_SOURCE DOCUMENT_
___
Caring Army leader dies in raid
TEXAS CAPTAIN AMBUSHED IN FALLUJAH
He had won respect
BY TOM LASSETER, Knight Ridder Newspapers Nov. 15, 2004

  FALLUJAH, Iraq  Capt. Sean Sims was up early Saturday, looking at maps of Fallujah and thinking of the day's battle. His fingers, dirty and cracked, traced a route that snaked down the city’s southern corridor.
  "We've killed a lot of bad guys," he said. "But there's always going to be some guys left. They'll hide out and snipe at us for two' months. I hope we've gotten the organized resistance."
  Sims, a 32-year-old from Eddy, Texas, commanded his Alpha Company without raising his voice. His men liked and respected him. When faced with a broken down vehicle or rocket-propelled grenades (RPG) exploding outside, he'd shake his head a little and say, in his mellow drawl, "We'll be OK. This'll work out."
  When he noticed that, one of his soldiers, 22-year-old Arthur Wright, wasn't getting any care packages from home, Sims arranged for his wife, a school teacher, to have  her students send cards and presents.
___
_EXERCISE A_
In the entries, convert everything from the line containing "the wetsuit sleeve." down to the line containing "75, 343, 139]]", both included, into a JSON list of strings with one string per line and blank lines left out.

_Object detection data_
___
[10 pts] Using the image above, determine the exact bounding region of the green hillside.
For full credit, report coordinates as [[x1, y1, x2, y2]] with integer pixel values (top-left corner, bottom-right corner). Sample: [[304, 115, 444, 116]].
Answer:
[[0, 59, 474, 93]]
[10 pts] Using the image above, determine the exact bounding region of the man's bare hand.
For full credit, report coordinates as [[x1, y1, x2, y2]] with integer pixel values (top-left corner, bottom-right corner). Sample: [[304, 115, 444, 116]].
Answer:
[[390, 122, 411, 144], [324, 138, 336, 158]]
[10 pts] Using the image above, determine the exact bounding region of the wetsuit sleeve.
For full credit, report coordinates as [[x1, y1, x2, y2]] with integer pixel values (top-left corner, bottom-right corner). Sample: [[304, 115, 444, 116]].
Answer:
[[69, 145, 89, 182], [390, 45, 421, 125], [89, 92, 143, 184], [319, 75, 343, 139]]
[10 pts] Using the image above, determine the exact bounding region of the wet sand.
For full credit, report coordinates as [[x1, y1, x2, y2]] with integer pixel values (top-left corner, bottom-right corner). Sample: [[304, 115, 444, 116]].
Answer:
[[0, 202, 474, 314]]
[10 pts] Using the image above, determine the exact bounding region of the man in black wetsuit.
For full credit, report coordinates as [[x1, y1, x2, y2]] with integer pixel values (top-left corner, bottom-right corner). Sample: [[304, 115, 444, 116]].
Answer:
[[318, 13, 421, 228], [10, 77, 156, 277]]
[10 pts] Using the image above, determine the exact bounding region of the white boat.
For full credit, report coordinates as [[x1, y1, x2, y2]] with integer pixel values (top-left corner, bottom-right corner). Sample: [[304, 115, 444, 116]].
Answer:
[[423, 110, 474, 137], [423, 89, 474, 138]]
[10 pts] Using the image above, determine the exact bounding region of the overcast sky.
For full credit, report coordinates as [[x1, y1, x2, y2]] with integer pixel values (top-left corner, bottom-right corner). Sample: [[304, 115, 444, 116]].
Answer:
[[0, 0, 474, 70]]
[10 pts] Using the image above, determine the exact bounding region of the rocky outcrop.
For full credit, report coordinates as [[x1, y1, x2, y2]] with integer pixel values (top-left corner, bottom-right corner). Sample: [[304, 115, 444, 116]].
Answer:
___
_EXERCISE B_
Condense the paragraph of the Fallujah article that begins "Sims, a 32-year-old from Eddy, Texas" into two or three short sentences that keep its main facts.

_WRITTEN REPLY A_
[
  "[10 pts] Using the image above, determine the exact bounding region of the wetsuit sleeve.",
  "For full credit, report coordinates as [[x1, y1, x2, y2]] with integer pixel values (top-left corner, bottom-right corner). Sample: [[304, 115, 444, 116]].",
  "Answer:",
  "[[69, 145, 89, 182], [390, 45, 421, 125], [89, 92, 143, 184], [319, 75, 343, 139]]"
]

_WRITTEN REPLY B_
Sims, 32, from Eddy, Texas, led Alpha Company without raising his voice, and his men liked and respected him. When trouble came, such as a broken-down vehicle or RPGs exploding outside, he would shake his head a little and calmly say, "We'll be OK. This'll work out."